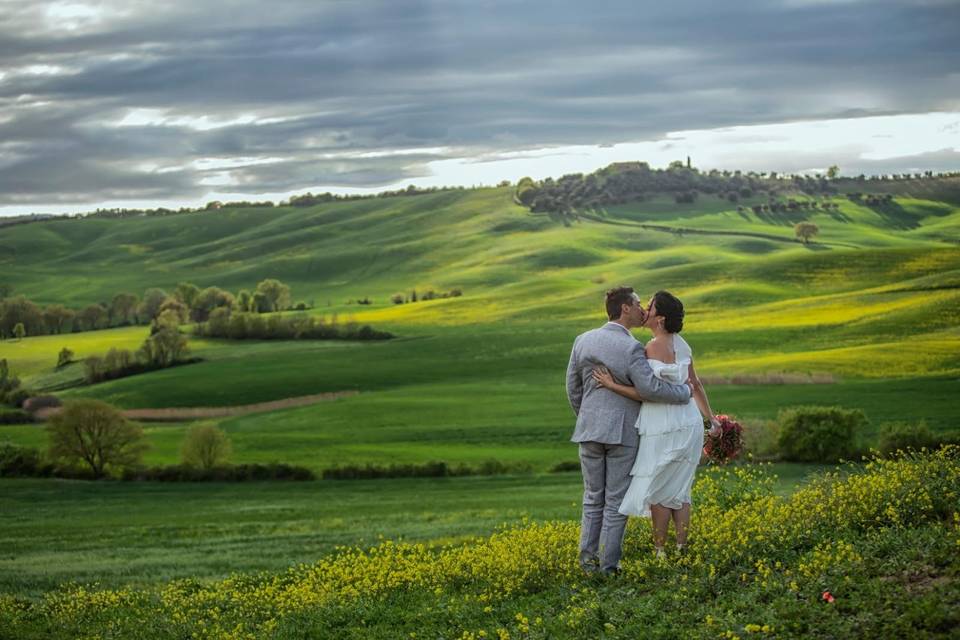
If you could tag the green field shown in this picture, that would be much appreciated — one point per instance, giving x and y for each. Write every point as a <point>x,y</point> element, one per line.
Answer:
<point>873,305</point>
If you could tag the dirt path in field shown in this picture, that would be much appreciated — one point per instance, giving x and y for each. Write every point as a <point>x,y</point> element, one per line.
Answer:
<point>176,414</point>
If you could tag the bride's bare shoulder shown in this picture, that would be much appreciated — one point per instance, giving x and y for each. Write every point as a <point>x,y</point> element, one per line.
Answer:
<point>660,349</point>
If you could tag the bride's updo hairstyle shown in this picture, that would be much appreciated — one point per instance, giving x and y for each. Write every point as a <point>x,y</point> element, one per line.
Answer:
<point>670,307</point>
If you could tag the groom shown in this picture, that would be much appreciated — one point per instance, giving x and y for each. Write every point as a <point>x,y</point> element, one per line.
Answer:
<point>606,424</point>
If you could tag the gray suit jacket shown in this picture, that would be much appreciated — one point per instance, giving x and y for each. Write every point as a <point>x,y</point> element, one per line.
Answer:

========

### WHAT TO WORK ON:
Turn the records above into a JSON list of strings, one string per line, with blank lines skipped and the pictures left out.

### WRITTEN ANSWER:
[
  "If you could tag the green field shown in this picture, that would be much appreciated — one point per instance, giving x and y for each. Write every point as a <point>x,y</point> element, one per line.",
  "Answer:",
  "<point>873,305</point>",
  "If you could tag the dirt path in field shown in this picture, that would be much appreciated — one point per instance, giving x and y for each. Write every point as a <point>x,y</point> element, one per line.",
  "Answer:",
  "<point>176,414</point>",
  "If you could tag the bride's bare shoulder shown in this picture, that would be much appreciated — one point per instance, giving x and y for each. Write every point as a <point>x,y</point> element, one per line.",
  "Answer:",
  "<point>660,349</point>",
  "If you could tag the bride's updo hairstyle shown in this picture, that would be much appreciated — one point per instance, giving x and y for each. Write every point as a <point>x,y</point> element, one per line.",
  "Answer:",
  "<point>670,307</point>",
  "If you could tag the groom shown in this picture, that would be much appreciated — one point per instance, giving x and y for each. Write every point as a <point>x,y</point> element, one per line.",
  "Answer:",
  "<point>606,424</point>",
  "If you could tag the gray suit jacket shown in this picture, that would be much appreciated — one point per instance, giving x and y for each. Write every point as a <point>x,y</point> element, one per line.",
  "Answer:"
]